## START DATA PROVIDED

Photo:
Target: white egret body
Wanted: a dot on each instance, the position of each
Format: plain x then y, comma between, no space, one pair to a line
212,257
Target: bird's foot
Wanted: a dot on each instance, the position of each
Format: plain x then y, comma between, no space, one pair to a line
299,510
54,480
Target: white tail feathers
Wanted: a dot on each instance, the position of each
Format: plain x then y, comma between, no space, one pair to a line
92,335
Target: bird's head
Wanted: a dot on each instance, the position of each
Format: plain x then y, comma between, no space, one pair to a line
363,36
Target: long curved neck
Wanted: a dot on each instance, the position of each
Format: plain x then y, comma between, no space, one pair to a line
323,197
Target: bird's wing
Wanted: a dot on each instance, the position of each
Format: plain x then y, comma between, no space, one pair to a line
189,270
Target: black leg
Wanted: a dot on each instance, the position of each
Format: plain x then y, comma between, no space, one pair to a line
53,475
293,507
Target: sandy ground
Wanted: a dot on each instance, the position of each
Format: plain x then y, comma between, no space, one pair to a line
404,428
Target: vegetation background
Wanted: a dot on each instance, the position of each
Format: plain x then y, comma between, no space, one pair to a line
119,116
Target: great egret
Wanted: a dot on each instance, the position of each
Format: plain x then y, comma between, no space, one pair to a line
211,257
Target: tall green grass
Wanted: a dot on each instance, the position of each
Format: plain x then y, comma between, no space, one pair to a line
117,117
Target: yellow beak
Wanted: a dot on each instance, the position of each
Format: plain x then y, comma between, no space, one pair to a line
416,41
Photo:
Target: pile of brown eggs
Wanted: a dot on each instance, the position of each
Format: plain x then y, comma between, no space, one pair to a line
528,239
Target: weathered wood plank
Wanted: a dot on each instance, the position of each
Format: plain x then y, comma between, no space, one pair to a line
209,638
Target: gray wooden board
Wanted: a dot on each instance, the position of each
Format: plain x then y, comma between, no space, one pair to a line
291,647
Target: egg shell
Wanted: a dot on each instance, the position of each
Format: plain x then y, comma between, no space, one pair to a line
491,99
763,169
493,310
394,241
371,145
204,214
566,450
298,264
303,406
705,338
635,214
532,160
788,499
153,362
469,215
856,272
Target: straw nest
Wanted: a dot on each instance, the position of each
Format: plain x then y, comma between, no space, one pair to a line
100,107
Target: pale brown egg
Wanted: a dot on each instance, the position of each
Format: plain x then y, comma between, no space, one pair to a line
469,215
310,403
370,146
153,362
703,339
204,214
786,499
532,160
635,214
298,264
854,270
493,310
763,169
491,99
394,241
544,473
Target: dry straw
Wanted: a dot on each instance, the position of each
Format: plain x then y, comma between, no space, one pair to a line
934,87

## END DATA PROVIDED

**WORK REQUIRED:** Rewrite everything from the line containing "Target: straw nest" down through the last line of the records, requests and all. Add 23 to each x and y coordinate in the answers.

**REPLY TO THE TASK:**
Target: straw nest
Wanted: a dot on each instance, the position of each
Format: plain x then y, comma between, no space, one pair to a line
123,130
Target: pale brown egg
Wanted: a dot on each instance, the position of each
Format: plain x then y, comma between, no space, one pair to a line
492,238
333,426
393,169
176,385
726,362
227,237
809,522
555,183
658,237
321,287
877,293
516,333
786,192
514,122
417,264
567,496
Target: dry straw
Wanted: a dot on each instance, the position of each
Format: plain x then y, comma between, no space, one pair to a line
957,110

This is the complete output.